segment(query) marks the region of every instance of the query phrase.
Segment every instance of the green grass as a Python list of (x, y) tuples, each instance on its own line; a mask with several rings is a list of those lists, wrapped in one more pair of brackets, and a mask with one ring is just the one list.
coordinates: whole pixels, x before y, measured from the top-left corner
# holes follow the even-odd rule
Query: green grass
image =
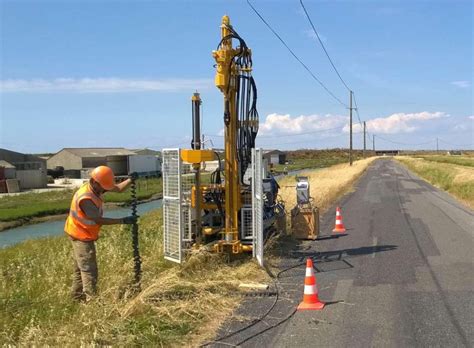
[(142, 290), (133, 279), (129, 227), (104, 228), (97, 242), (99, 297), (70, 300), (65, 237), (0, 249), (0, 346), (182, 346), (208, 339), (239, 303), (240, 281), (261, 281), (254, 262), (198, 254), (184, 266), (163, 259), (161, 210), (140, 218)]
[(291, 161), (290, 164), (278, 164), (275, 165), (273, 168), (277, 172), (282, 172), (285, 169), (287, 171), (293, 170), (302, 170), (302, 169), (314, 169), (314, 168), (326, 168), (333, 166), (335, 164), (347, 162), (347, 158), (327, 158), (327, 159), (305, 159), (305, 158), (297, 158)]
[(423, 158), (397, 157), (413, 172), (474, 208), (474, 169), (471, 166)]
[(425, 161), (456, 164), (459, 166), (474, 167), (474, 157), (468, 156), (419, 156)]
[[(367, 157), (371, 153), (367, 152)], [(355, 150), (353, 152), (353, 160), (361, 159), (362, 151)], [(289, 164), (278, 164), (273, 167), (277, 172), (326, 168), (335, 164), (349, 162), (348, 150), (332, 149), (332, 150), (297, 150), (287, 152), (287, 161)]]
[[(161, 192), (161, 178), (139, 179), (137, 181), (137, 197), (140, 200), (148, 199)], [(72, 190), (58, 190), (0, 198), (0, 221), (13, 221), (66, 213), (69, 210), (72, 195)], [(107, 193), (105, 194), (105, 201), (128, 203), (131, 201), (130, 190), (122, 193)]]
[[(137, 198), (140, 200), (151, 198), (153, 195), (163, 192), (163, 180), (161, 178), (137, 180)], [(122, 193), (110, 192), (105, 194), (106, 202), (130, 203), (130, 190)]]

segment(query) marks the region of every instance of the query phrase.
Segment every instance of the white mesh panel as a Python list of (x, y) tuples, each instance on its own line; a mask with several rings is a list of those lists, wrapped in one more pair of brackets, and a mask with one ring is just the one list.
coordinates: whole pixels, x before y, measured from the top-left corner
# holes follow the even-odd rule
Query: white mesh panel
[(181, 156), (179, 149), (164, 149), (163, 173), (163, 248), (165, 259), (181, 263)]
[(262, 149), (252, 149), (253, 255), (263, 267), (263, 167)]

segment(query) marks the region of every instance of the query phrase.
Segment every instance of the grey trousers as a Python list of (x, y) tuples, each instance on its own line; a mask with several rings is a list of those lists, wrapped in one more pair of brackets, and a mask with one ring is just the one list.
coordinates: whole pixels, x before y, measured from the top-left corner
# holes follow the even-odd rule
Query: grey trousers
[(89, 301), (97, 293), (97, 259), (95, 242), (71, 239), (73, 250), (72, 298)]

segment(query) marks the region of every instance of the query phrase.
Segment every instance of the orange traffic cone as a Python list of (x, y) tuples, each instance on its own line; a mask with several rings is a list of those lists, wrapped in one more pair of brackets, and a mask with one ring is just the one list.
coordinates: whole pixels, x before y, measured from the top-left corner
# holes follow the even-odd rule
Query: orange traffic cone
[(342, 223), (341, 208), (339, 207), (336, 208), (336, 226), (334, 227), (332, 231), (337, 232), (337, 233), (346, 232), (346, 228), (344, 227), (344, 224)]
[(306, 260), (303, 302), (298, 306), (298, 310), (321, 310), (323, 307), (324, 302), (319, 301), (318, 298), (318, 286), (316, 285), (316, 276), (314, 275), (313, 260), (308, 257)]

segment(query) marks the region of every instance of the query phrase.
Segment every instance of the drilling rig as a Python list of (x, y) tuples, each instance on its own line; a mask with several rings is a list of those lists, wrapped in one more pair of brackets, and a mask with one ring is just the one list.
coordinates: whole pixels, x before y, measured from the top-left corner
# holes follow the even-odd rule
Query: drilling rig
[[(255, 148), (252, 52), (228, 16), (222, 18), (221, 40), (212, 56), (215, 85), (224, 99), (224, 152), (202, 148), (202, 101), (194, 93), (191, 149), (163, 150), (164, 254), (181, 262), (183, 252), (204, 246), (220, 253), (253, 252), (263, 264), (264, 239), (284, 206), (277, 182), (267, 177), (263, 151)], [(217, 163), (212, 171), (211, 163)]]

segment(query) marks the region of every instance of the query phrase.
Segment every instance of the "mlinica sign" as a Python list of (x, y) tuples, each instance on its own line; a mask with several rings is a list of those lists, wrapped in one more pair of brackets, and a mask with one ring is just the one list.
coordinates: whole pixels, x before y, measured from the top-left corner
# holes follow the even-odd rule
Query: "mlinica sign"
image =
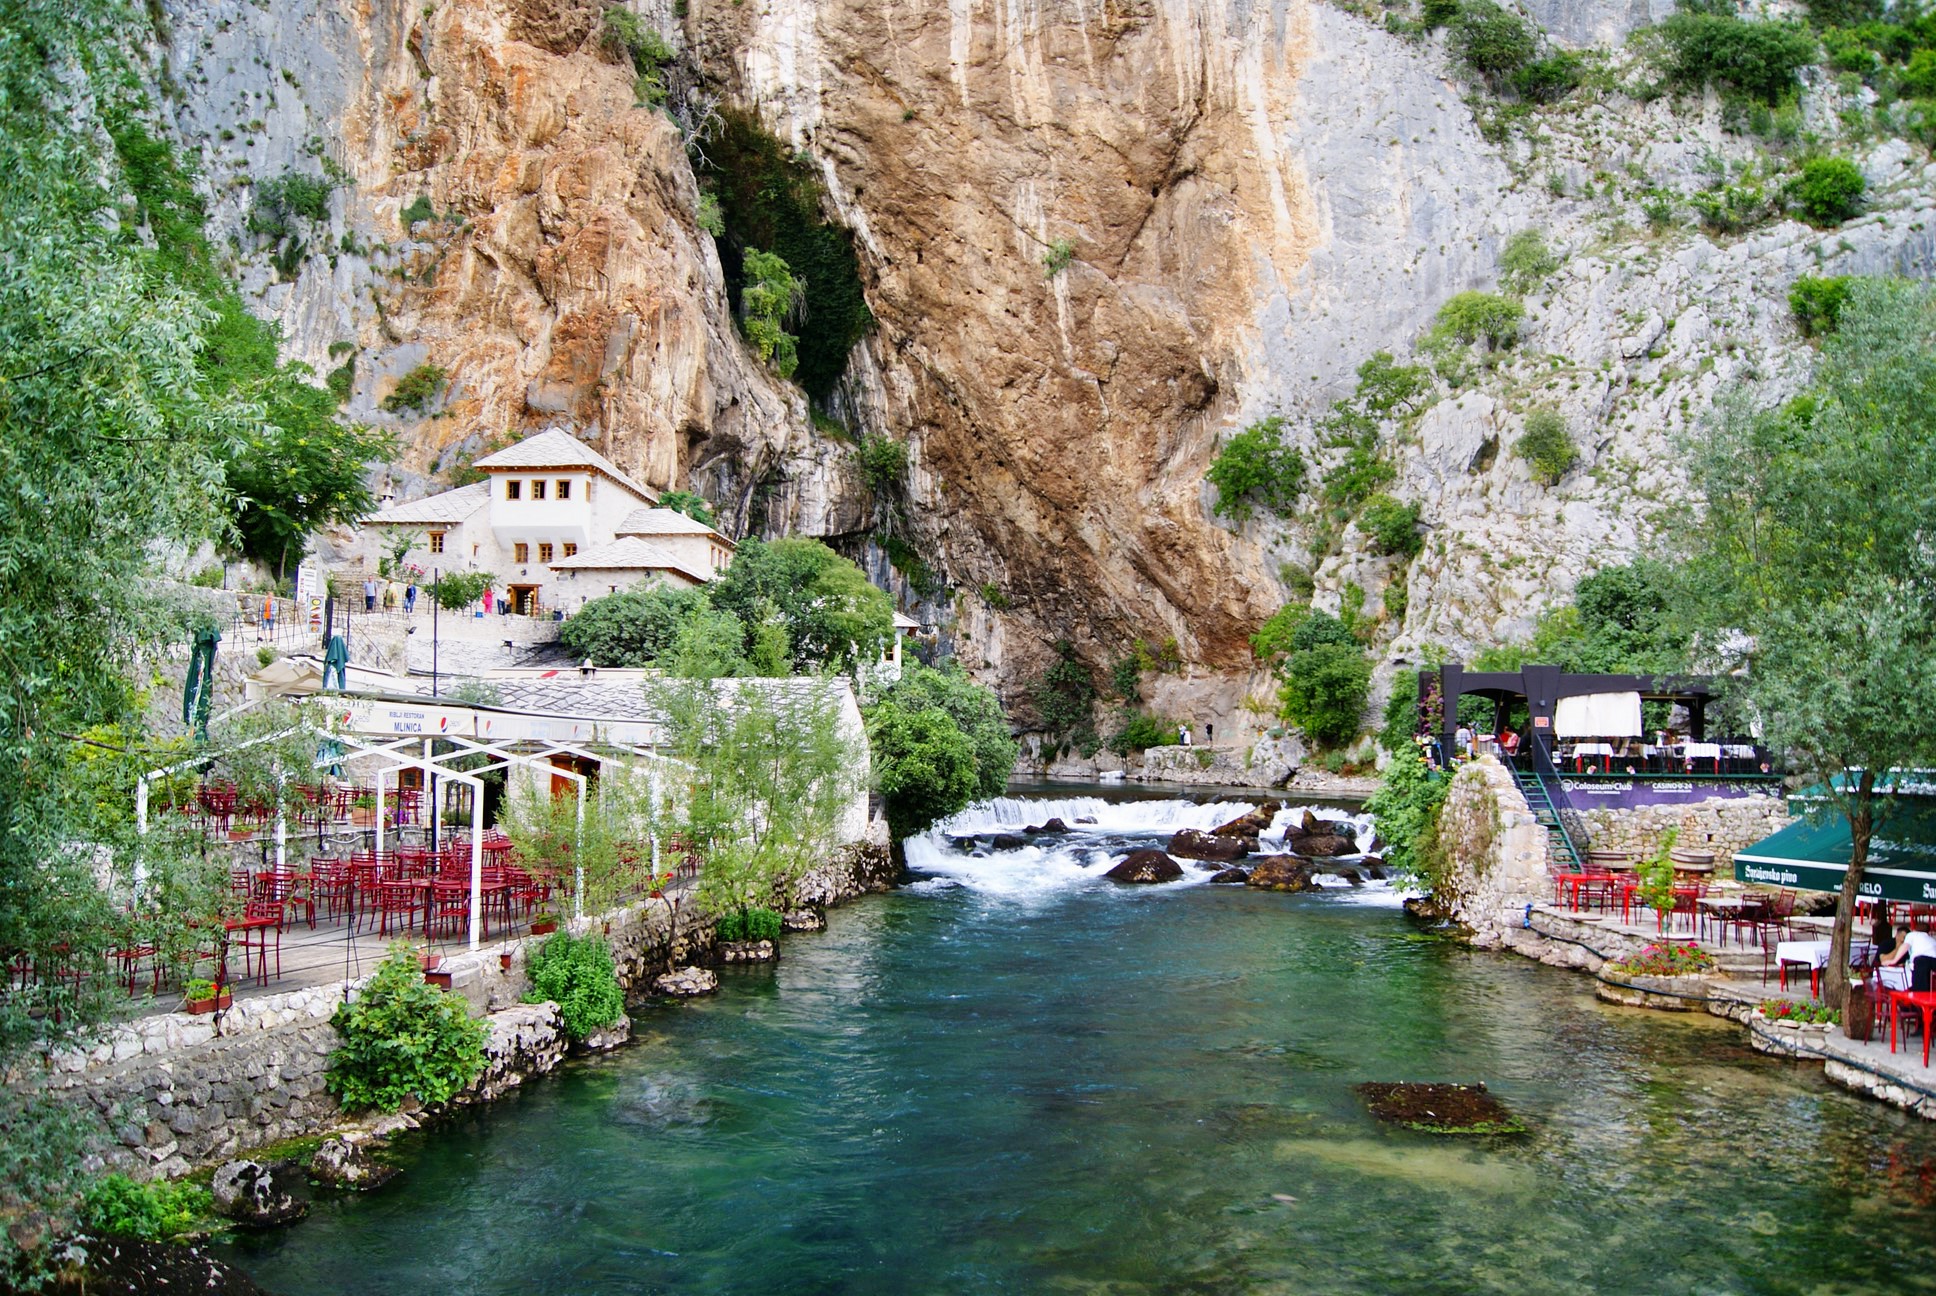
========================
* **PROBLEM DESCRIPTION**
Please output all the data exactly as given, with the pictures omitted.

* **YOUR RESPONSE**
segment(query) marks the region of every instance of the query phrase.
Segment every instance of the green grass as a Python list of (x, y) tuples, each instance on its own line; a mask with several rings is a list of those lists, wrapped in one more pair of brackets, and a mask with one ring is just the one list.
coordinates: whole pixels, x before y, measured from the top-left corner
# holes follow the even-odd rule
Query: green grass
image =
[(142, 290), (133, 279), (129, 227), (104, 228), (97, 242), (99, 297), (70, 300), (65, 237), (0, 249), (0, 346), (182, 346), (208, 339), (239, 303), (240, 281), (261, 281), (254, 262), (198, 254), (184, 266), (163, 259), (161, 210), (140, 218)]
[(291, 161), (290, 164), (278, 164), (275, 165), (273, 168), (277, 172), (282, 172), (285, 169), (287, 171), (293, 170), (302, 170), (302, 169), (314, 169), (314, 168), (326, 168), (333, 166), (335, 164), (347, 162), (347, 158), (327, 158), (327, 159), (305, 159), (305, 158), (297, 158)]
[(423, 158), (397, 157), (413, 172), (474, 208), (474, 169), (471, 166)]
[(425, 161), (456, 164), (459, 166), (474, 167), (474, 157), (468, 156), (419, 156)]
[[(367, 157), (371, 153), (367, 152)], [(355, 150), (353, 152), (353, 160), (361, 159), (362, 151)], [(289, 164), (278, 164), (273, 167), (277, 172), (326, 168), (335, 164), (349, 162), (348, 150), (332, 149), (332, 150), (297, 150), (287, 152), (287, 161)]]
[[(161, 192), (161, 178), (139, 179), (137, 181), (137, 197), (140, 200), (148, 199)], [(72, 190), (58, 190), (0, 198), (0, 221), (13, 221), (66, 213), (69, 210), (72, 195)], [(107, 193), (105, 194), (105, 201), (128, 203), (131, 201), (130, 190), (122, 193)]]
[[(137, 198), (140, 200), (151, 198), (153, 195), (163, 192), (163, 180), (161, 178), (137, 180)], [(122, 193), (110, 192), (105, 194), (106, 202), (130, 203), (130, 190)]]

segment(query) marks the region of every instance of the query phrase.
Segment every instance of the white mesh panel as a Python list of (x, y) tuples, each instance on its own line; a mask with several rings is a list of those lists, wrapped in one more pair of brackets, and a mask with one ring is just the one list.
coordinates: whole pixels, x before y, measured from the top-left corner
# holes follow the even-odd rule
Query: white mesh panel
[(181, 156), (179, 149), (164, 149), (163, 173), (163, 248), (165, 259), (181, 263)]
[(262, 149), (252, 149), (253, 255), (263, 267), (263, 167)]

segment(query) marks the region of every instance of the query phrase.
Segment every instance of the grey trousers as a Python list of (x, y) tuples, each instance on its own line; a mask with several rings is a list of those lists, wrapped in one more pair of brackets, and a mask with one ring is just the one list.
coordinates: whole pixels, x before y, measured from the top-left corner
# holes follow the even-odd rule
Query: grey trousers
[(89, 301), (97, 293), (97, 259), (95, 242), (71, 239), (73, 250), (72, 298)]

segment(query) marks the region of every instance of the query phrase.
Segment every instance of the orange traffic cone as a Python list of (x, y) tuples, each instance on its own line; a mask with several rings is a list of those lists, wrapped in one more pair of brackets, and a mask with one ring is just the one list.
coordinates: whole pixels, x before y, measured from the top-left corner
# holes follow the even-odd rule
Query: orange traffic cone
[(342, 223), (341, 208), (339, 207), (336, 208), (336, 226), (334, 227), (332, 231), (337, 232), (337, 233), (346, 232), (346, 228), (344, 227), (344, 224)]
[(306, 260), (303, 302), (298, 306), (298, 310), (321, 310), (323, 307), (324, 302), (319, 301), (318, 298), (318, 286), (316, 285), (316, 276), (314, 275), (313, 260), (308, 257)]

segment(query) marks the region of every instance of the query phrase.
Segment every instance of the drilling rig as a Python list of (x, y) tuples, each instance on its own line; a mask with several rings is a list of those lists, wrapped in one more pair of brackets, and a mask with one ring is just the one list.
coordinates: whole pixels, x before y, measured from the top-left corner
# holes follow the even-odd rule
Query: drilling rig
[[(255, 148), (252, 52), (228, 16), (222, 18), (221, 40), (212, 56), (215, 85), (224, 99), (224, 152), (202, 148), (202, 101), (194, 93), (191, 149), (163, 150), (164, 254), (181, 262), (183, 252), (204, 246), (220, 253), (253, 252), (263, 264), (264, 239), (284, 206), (277, 182), (267, 177), (263, 151)], [(217, 163), (212, 171), (211, 163)]]

segment(query) marks the region of every instance of the query phrase.
Segment every instance of the "mlinica sign" as a Python list of (x, y) tuples, each instance on its own line; a mask with several rings is a list of those lists, wrapped in one more pair of brackets, and a mask with one ring is just the one list.
coordinates: whole pixels, x before y, measured from the top-left corner
# holes follow the even-odd rule
Query: "mlinica sign"
image =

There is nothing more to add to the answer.